### [Supplied passage]
American Idiots?

Duane Rousselle, PhD
4 min readNov 14, 2019

It has been fashionable for some time on youtube (and even on late night television) to make a mockery out of people by testing them on matters that they should know something about. For example, on the late night television show Jimmy Kimmel Live! there was a segment in which average American citizens were asked to locate particular places on a map (such as Canada, or even their own country, USA). When they failed, or when they demonstrated to the interviewer and to the audience that they didn’t know what they should know, we all laugh. We all receive a jolt of stimulus.

Similarly, there is a popular youtube sensation called “Debate Me” or “Change My Mind,” where average citizens are asked to challenge the intelligence of the interviewer him or herself. Once again the point is to demonstrate that one knows better than the interviewee.

We can find numerous examples of this sort of entertainment. For example, there are many youtube videos which interview students at Ivy League American Universities. In every case, it seems that there is entertainment value — stimulation — in the fact that others can be exposed for not knowing what they should know very well. I cannot put this in any other way: there is an ethical imperative that one know what everybody is presumed to know. Yet, isn’t it the case that, at the same time, paradoxically, we presume nonetheless that the average American is an idiot. It is the interviewer, and the audience vicariously through the interviewer, that is always made to appear as if he or she or they know very well what the other should have already known.

### [Problems and tasks]
1. Rewrite the essay starting at "It has been" and ending at "than the interviewee.", putting "YouTube" in place of "youtube".
2. According to the essay, which late night television show had a segment where average American citizens were asked to find places on a map?
The data come from a different source than the essay.

### [Dataset excerpts]
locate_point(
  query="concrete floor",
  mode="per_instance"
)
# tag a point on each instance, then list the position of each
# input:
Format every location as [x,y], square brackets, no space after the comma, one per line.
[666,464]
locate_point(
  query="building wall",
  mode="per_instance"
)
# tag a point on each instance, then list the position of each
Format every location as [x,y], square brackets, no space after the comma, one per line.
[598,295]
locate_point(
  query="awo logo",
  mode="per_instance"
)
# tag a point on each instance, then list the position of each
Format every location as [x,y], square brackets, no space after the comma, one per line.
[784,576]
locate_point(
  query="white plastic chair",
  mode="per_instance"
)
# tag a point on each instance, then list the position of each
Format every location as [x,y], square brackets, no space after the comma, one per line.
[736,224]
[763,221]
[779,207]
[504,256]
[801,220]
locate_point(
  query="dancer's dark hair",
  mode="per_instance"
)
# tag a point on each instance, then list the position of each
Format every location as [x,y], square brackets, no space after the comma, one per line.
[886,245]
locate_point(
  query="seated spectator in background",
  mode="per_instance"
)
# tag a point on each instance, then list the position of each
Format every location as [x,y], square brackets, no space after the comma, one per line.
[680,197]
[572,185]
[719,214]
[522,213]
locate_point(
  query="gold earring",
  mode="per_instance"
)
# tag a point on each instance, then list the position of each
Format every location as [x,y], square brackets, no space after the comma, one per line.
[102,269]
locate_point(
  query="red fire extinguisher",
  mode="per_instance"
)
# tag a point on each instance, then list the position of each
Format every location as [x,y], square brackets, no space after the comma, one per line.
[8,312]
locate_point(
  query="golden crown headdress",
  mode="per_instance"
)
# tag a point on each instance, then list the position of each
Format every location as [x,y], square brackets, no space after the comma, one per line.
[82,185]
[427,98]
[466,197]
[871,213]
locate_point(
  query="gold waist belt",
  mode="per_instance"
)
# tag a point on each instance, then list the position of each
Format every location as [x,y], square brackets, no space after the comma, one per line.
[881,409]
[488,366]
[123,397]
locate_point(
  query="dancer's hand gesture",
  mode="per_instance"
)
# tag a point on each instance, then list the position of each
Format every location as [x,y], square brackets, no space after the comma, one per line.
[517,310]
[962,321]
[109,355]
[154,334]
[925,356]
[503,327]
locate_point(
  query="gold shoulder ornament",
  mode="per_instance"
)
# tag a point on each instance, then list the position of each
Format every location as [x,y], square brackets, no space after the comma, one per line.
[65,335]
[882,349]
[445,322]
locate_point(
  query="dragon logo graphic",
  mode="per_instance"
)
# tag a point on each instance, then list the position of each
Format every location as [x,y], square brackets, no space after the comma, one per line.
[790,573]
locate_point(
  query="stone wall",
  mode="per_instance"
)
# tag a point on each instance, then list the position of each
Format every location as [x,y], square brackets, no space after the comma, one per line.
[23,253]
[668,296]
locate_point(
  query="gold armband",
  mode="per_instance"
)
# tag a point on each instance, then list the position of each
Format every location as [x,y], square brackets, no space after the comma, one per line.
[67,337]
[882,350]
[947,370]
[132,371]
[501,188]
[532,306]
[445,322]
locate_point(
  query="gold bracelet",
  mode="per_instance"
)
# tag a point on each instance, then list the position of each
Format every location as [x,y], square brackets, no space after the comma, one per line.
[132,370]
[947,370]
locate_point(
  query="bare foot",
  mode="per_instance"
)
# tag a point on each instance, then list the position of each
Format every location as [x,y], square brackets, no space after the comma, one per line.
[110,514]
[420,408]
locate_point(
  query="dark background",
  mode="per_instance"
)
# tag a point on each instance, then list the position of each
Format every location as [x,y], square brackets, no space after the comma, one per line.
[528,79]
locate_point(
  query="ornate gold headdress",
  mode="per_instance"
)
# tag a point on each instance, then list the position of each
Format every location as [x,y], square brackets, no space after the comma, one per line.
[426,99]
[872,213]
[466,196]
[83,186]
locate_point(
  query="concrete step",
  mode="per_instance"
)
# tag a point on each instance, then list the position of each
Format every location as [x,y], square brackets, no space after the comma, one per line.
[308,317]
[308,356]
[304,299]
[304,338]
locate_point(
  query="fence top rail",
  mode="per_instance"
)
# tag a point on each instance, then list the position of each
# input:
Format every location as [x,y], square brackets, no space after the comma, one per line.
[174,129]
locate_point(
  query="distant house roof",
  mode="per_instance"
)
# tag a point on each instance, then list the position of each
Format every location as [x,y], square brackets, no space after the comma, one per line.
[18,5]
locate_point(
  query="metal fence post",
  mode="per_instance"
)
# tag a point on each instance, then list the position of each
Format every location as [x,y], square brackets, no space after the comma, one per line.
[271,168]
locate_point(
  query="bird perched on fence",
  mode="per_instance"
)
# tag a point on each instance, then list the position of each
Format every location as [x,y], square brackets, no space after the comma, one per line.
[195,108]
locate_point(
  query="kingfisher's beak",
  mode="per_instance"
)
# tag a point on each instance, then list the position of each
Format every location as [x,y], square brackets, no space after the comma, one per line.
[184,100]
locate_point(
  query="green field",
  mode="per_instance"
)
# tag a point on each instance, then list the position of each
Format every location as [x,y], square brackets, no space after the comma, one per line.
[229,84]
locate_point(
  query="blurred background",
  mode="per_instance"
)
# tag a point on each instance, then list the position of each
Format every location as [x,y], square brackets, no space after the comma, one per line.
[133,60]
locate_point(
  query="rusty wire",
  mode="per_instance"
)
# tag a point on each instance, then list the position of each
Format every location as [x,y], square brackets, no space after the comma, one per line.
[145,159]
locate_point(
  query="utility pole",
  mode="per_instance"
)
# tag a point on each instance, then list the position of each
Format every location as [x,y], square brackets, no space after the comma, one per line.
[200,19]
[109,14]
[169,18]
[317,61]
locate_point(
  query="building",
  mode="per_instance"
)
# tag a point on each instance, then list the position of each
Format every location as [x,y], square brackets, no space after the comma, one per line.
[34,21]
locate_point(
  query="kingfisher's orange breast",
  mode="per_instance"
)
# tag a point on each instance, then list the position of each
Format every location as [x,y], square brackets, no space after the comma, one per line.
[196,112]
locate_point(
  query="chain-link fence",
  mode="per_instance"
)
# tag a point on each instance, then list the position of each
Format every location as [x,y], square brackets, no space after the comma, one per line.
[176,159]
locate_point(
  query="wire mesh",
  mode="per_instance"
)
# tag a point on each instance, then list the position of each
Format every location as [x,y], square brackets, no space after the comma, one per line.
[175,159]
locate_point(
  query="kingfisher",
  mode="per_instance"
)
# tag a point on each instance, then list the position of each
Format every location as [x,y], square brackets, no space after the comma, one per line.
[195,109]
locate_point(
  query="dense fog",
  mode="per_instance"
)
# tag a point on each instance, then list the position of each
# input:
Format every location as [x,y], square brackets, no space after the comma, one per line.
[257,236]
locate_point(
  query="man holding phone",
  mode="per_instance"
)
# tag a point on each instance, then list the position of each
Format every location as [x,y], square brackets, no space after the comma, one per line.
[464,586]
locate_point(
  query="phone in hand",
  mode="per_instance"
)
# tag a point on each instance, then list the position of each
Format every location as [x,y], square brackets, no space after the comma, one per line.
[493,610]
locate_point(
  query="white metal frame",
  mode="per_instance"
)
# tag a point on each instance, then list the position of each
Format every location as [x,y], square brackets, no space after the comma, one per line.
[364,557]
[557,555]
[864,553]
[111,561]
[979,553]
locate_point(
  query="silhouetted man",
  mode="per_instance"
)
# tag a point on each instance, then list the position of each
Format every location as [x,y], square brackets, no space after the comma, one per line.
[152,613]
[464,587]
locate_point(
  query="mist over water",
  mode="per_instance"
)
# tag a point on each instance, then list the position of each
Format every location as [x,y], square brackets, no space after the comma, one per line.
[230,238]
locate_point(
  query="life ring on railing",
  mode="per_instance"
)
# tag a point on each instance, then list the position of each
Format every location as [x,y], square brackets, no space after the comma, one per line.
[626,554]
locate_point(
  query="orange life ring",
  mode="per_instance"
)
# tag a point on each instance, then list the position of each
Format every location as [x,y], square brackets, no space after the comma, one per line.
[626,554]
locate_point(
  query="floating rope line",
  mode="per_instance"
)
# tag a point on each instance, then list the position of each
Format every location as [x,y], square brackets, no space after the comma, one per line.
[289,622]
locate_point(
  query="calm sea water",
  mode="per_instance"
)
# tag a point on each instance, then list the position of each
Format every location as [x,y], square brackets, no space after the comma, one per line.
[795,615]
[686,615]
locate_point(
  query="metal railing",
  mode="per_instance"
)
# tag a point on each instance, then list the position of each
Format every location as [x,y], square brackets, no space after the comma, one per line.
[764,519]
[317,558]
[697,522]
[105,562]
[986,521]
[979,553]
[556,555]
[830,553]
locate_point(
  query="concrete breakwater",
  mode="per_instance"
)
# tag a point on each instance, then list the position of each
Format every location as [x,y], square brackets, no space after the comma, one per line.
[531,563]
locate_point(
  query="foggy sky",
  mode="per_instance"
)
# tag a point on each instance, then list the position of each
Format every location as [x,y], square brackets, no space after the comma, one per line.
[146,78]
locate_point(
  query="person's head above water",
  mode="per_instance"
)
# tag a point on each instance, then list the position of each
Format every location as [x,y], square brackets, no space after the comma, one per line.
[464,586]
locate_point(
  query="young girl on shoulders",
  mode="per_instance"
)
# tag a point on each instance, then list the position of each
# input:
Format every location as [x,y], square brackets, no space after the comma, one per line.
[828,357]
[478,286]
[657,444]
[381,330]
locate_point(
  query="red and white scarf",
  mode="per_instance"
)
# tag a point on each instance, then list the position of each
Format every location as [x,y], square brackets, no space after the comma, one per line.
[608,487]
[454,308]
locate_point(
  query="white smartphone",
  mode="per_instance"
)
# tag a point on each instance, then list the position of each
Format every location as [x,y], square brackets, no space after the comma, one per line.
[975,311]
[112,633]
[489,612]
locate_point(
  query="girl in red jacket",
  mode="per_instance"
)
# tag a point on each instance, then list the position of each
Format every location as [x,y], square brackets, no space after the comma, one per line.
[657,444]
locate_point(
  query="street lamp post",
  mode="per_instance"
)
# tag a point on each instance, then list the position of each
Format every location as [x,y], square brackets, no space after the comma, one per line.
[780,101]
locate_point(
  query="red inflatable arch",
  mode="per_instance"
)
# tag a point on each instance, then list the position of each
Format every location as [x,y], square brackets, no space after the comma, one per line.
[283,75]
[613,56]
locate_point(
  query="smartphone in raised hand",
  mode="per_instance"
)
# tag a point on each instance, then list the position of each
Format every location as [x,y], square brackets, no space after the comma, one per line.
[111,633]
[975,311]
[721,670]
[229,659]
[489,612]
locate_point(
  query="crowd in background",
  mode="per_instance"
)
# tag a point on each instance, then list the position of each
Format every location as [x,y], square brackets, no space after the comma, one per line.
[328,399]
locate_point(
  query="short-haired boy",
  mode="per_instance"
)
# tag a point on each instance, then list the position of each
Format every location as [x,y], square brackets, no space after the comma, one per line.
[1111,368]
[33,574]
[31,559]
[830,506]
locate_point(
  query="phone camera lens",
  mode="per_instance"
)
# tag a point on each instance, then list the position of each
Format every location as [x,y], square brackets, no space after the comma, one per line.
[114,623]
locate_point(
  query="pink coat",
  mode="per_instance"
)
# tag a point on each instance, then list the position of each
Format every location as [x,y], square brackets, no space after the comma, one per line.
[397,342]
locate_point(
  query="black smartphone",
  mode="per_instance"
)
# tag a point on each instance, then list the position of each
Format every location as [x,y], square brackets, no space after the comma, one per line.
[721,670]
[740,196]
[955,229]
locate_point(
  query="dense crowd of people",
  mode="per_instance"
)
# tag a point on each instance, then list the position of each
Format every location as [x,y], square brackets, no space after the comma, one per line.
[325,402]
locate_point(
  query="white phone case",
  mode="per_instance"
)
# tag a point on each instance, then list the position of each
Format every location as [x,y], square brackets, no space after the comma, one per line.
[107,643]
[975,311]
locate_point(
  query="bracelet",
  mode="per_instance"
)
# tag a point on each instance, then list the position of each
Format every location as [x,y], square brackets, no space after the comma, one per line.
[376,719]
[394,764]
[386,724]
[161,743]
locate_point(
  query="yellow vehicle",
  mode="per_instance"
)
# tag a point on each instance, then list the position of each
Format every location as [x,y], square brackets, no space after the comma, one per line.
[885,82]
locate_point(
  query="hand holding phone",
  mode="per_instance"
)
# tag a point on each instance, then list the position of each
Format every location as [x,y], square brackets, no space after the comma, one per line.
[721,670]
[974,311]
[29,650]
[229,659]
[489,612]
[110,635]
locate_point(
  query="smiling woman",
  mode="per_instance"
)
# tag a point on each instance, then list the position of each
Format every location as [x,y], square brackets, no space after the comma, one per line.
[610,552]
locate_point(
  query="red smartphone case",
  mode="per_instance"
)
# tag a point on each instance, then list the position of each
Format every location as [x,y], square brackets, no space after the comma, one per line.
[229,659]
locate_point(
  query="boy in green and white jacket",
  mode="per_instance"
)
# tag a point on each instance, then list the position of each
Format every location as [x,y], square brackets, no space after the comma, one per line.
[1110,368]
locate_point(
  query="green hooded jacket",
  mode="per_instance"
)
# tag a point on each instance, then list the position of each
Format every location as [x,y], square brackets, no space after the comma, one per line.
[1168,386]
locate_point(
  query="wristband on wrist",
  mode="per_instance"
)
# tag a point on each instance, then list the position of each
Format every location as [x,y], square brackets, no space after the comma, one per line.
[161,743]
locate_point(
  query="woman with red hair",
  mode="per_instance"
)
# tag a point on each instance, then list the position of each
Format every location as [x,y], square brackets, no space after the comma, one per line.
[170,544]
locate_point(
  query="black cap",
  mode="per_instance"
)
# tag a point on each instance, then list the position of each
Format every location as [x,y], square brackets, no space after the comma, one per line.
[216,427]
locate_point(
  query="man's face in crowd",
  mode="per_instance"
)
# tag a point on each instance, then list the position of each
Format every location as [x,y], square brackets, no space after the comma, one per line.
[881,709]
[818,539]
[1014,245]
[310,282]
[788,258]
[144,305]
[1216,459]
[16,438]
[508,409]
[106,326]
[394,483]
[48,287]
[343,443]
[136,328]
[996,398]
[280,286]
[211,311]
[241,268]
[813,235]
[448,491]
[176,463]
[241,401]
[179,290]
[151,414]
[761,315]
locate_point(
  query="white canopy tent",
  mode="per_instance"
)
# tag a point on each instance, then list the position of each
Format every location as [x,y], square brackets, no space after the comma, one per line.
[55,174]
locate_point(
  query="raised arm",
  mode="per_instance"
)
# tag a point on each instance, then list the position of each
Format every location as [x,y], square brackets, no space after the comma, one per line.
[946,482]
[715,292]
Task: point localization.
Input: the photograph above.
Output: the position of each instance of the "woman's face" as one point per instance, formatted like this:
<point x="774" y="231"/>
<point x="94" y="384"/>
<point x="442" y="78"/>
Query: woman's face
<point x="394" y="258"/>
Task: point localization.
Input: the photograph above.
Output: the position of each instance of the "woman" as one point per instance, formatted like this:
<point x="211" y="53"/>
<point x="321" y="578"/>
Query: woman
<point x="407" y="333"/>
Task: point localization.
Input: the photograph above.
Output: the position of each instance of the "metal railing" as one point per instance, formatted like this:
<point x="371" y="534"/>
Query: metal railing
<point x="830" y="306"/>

### [Solutions in order]
1.
It has been fashionable for some time on YouTube (and even on late night television) to make a mockery out of people by testing them on matters that they should know something about. For example, on the late night television show Jimmy Kimmel Live! there was a segment in which average American citizens were asked to locate particular places on a map (such as Canada, or even their own country, USA). When they failed, or when they demonstrated to the interviewer and to the audience that they didn’t know what they should know, we all laugh. We all receive a jolt of stimulus.

Similarly, there is a popular YouTube sensation called “Debate Me” or “Change My Mind,” where average citizens are asked to challenge the intelligence of the interviewer him or herself. Once again the point is to demonstrate that one knows better than the interviewee.

2. Jimmy Kimmel Live!